Jusqu'en Décembre 2007, la doctrine militaire de la République d'Arménie considérait la Turquie comme une "menace potentielle", document qui a provoqué qui en 2008, dans le cadre de l'expertise internationale, des accusations et des remises en causes par les experts de l'OTAN. Le classement de l'Arménie par la Turquie est purement déclaratif et fantaisiste, ce qui peut être facilement démontré par les nombreuses déclarations faites par de Hauts diplomates et responsables turcs quant à la détermination de la Turquie à soutenir l'Azerbaïdjan dans une éventuelle guerre contre l'Arménie. Aussi, nous examinerons cette question dans le contexte de la véritable conception militaire de la Turquie.
Avant l'effondrement de l'Union soviétique, le concept militaire de la Turquie était en grande partie de nature défensive et reposait sur des calculs d'une guerre menée avec des forces et des armes conventionnelles. Les questions relatives à l'utilisation d'armes nucléaires, étaient à la charge de l'OTAN et des États-Unis. Pendant la guerre froide, l'OTAN faisait valoir que l'armée turque était en mesure de tenir le terrain en cas d'attaque de l'armée soviétique ou du Pacte de Varsovie - avant la contre-attaque des forces alliées.
L'armée turque pensait pouvoir maintenir quelques temps l'ennemi à la frontière, avant d'effectuer une retraite ordonnée. Les experts américains étaient moins optimistes, selon les calculs de la fin des années 1950. Les Turcs auraient été rapidement refoulés vers Iskenderun (golfe d'Alexandrette). Malgré que ces calculs aient évolué au fil du temps, en 1990 l'état-major turc considérait toujours la sécurité nationale sur plusieurs fronts simultanément comme la principale préoccupation du pays.
Dans la première moitié de 1990, cette approche restait toujours de mise. En 1997, les stratèges militaires turcs en se basant sur les forces conventionnelles, ont estimé que la principale menace pour la sécurité du pays viendrait de pays comme la Russie, la Grèce, l'Irak, l'Iran et la Syrie, motivés par des revendications territoriales. L'ancien Ambassadeur de Turquie à Washington, Sukru Elekdag, dans son célèbre article "La stratégie militaire type deux et demie" qui explicitait la position du ministre de la Défense, a souligné que la Turquie doit planifier et se tenir prête à mener une guerre à grande échelle simultanément sur deux fronts différents (par exemple, contre la Syrie et la Grèce) et une guerre interne - contre les rebelles kurdes.

**Objectif**
D'après le texte sur la doctrine militaire turque, qu'est-ce qui montre que le classement de l'Arménie par la Turquie est purement déclaratif et fantaisiste ? Répondez en une à trois phrases. Le matériel qui suit provient d'une autre source.

**Données fournies**

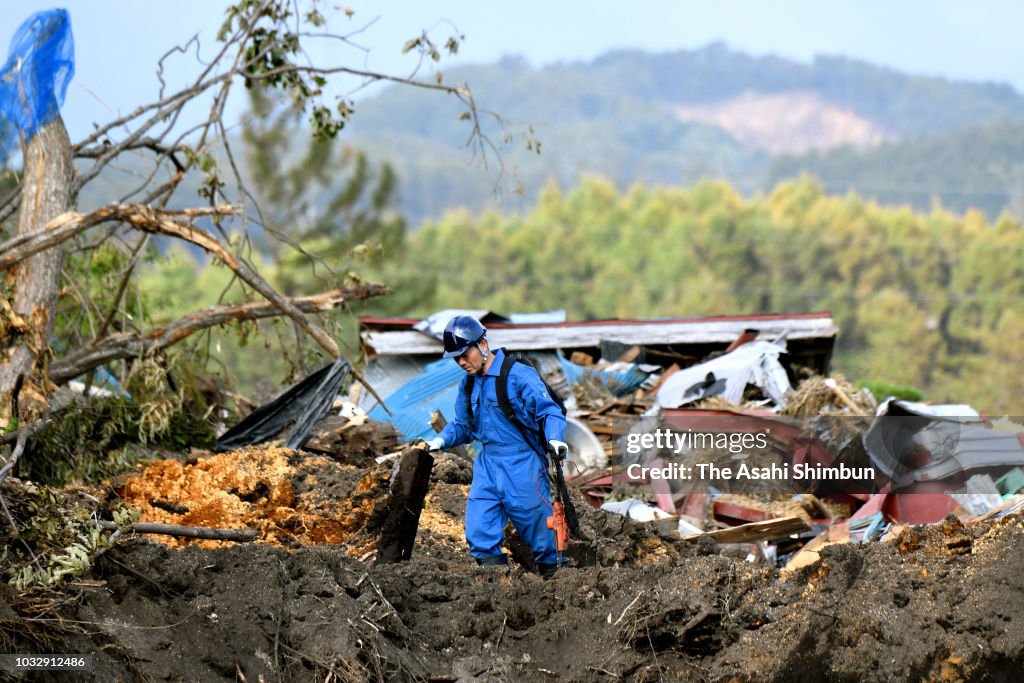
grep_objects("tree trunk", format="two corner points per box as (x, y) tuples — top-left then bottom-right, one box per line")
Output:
(0, 117), (72, 424)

**Réponse**
Selon le texte, de nombreuses déclarations de hauts diplomates et responsables turcs le démontrent facilement. Ces déclarations portent sur la détermination de la Turquie à soutenir l'Azerbaïdjan dans une éventuelle guerre contre l'Arménie.